To support this agenda in precision treatment, recent adult and pediatric human cohort studies propose biologic and clinical phenotypes of sepsis that are both prognostic of outcome and predictive of treatment response [7,8,9,10,11]. Yet, there is no animal model of sepsis phenotypes on which to test candidate therapeutics or explore for underlying mechanisms. Prior examples in murine models have used a supervised, biomarker-stratified approach, where treatment effects are explored across groups stratified by baseline values of a candidate biomarker (e.g., IL-6) [12]. Others have explored therapies across groups stratified by heart rate, a predictor of mortality in murine sepsis models [13]. Finally, sepsis severity scoring systems have been developed, but these are subjective and the validity as platforms for the testing of new agents remains to be determined [14].

Latent class mixture modeling is an approach to find the best fitting, optimal number of subclasses in longitudinal data, independent of the relationship with outcome. Latent class-based methods are applied in patients with acute respiratory distress syndrome (ARDS) to identify subphenotypes that are predictive of response to fluid management strategies [15]. We sought to capitalize on a recent murine randomized trial of prompt vs. delayed antibiotics and fluids enhanced by biotelemetry monitoring [16, 17] and use latent class methods to (i) identify murine sepsis phenotypes prior to overt, physiologic deterioration, (ii) explore their biologic profiles, and (iii) test their association with response to treatment. We hypothesized these data would provide “proof-of-concept” that drug-response phenotypes exist in a commonly used preclinical model of sepsis.
━━━━
Using the text on sepsis phenotypes, answer these:
(a) Which candidate biomarker is named as an example in the biomarker-stratified approach used in murine models?
(b) In patients with what condition are latent class-based methods applied to find subphenotypes predictive of response to fluid management strategies?
(c) What two approaches did the recent murine randomized trial compare?
The entries have nothing to do with this text.

• [Data under study]
━━━━
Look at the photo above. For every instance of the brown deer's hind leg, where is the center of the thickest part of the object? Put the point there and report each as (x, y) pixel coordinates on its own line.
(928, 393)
━━━━
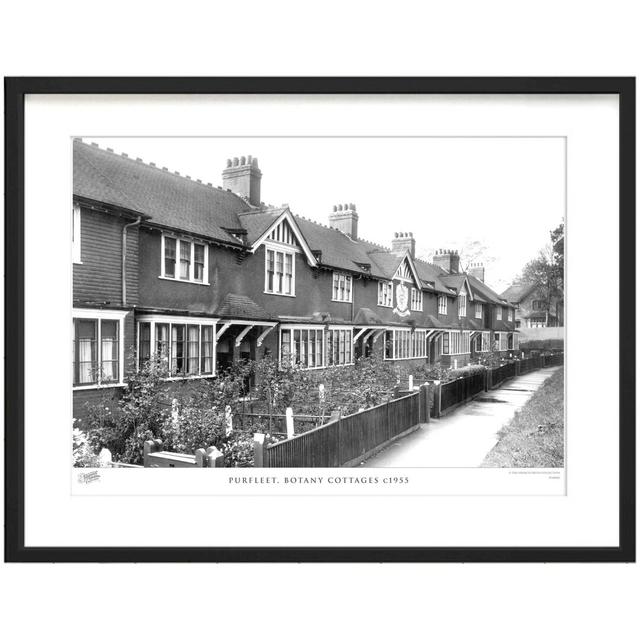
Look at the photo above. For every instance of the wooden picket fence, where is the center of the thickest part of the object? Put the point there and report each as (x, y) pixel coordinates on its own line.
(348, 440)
━━━━
• [Answer box]
(a) IL-6.
(b) Acute respiratory distress syndrome (ARDS).
(c) Prompt versus delayed antibiotics and fluids.